Task details -
Each line below must be set down exactly; omit any image you find.
Start of Material provided
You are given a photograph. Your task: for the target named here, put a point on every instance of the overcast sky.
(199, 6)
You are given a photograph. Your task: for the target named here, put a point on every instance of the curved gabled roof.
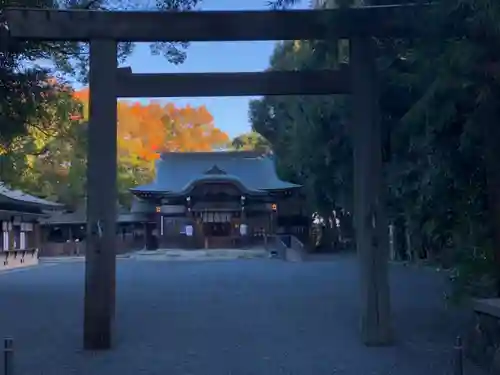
(177, 173)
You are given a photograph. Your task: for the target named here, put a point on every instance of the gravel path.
(242, 317)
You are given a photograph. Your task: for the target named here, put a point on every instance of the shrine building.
(217, 200)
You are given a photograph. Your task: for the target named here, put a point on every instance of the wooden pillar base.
(100, 257)
(369, 203)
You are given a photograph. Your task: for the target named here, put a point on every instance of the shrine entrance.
(107, 83)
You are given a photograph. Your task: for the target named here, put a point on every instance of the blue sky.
(230, 113)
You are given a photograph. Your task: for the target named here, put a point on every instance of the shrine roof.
(178, 172)
(18, 197)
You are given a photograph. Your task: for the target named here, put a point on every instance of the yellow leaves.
(146, 129)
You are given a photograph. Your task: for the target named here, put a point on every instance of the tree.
(251, 141)
(22, 84)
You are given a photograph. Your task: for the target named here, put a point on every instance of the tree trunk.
(492, 161)
(370, 216)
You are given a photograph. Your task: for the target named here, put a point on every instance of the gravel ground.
(241, 317)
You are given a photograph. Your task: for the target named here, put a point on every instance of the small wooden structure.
(65, 232)
(216, 193)
(107, 83)
(20, 216)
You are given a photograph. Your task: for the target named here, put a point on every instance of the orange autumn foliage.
(144, 130)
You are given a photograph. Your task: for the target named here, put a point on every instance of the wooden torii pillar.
(357, 24)
(100, 258)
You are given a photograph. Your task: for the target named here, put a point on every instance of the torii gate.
(104, 29)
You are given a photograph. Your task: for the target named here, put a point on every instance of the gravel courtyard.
(239, 317)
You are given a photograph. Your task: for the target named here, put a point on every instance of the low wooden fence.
(11, 259)
(58, 249)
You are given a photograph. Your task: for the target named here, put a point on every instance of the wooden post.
(102, 197)
(370, 218)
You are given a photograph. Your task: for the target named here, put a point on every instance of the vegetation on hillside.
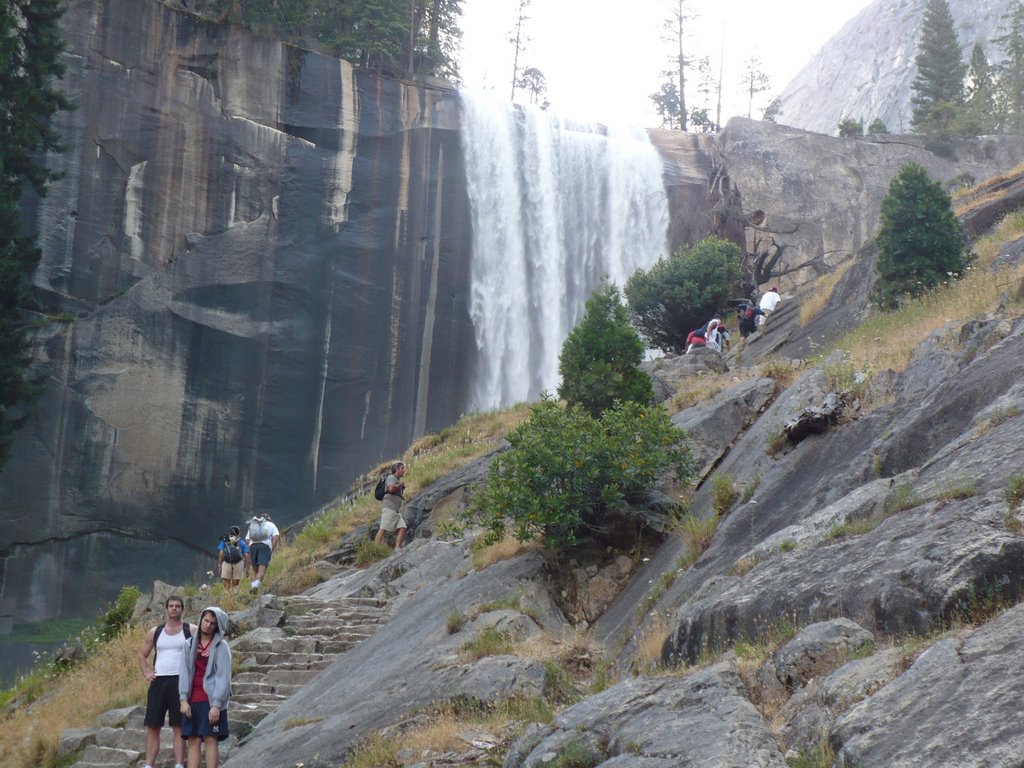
(566, 470)
(682, 292)
(402, 38)
(30, 50)
(599, 359)
(920, 242)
End of Material provided
Response for this exercise -
You are given a photograph. Your task: for the target named here, put a point on every instance of the overcast sky.
(199, 6)
You are given a photograph. Your task: for the target named here, put a point on every instance of the curved gabled roof.
(177, 173)
You are given a photograph. Your task: for the target named here, put a point on every instance of the gravel path.
(242, 317)
You are given a photograph. Your task: for the target named here, put a point on every instance of the shrine building.
(217, 200)
You are given a photograph. Your task: for the target named here, put a point on every instance of the wooden pillar base.
(100, 257)
(369, 203)
You are given a photograph. Your task: for the target named here, put a point on every instance of the shrine entrance.
(107, 83)
You are given a photograph. Your task: for the target named here, put a point on every instance of the blue sky.
(230, 113)
You are given a photograph. Your task: for the target named here, put a point on every instance of the shrine roof.
(178, 172)
(18, 197)
You are given a photograph. Your task: for the target named here, put a point on every instance of the yellow leaves.
(146, 129)
You are given a photograph. Your task: for the target named here, put a point on every instance of the tree.
(251, 141)
(22, 84)
You are given a photograph. Your task: for the target named here, put a point on every instance of the tree trunk.
(492, 161)
(370, 216)
You are given a photograph. Your task: for the target named here, put a point on every instance of the gravel ground.
(241, 317)
You are given a photograph. Your task: for the target named here, put a point on every instance of the small wooden structure.
(65, 232)
(216, 193)
(107, 83)
(20, 216)
You are given a photograph. Your task: for the target named here, put a point on every instance of the orange autumn foliage.
(144, 130)
You are given a photograph. Your task: for the target named here, put a point on every instance of the wooden torii pillar.
(357, 24)
(100, 258)
You are given a photograph. Your task: for the target named here, put a point on every instance of the torii gate.
(104, 29)
You are given a photograph. Your task: for the target named here, put a point on every instance of the gravel courtyard.
(239, 317)
You are given a photograph. Your task: for the target named here, put a point on every instance of the low wooden fence.
(11, 259)
(58, 249)
You are given a photograph. Your task: for the target named here, put a point on every instance of the wooden post.
(102, 197)
(370, 218)
You are given a photograph. Your task: for the target named here, put a point on every instance of the vegetation on hillside.
(566, 470)
(682, 292)
(402, 38)
(30, 50)
(599, 359)
(920, 242)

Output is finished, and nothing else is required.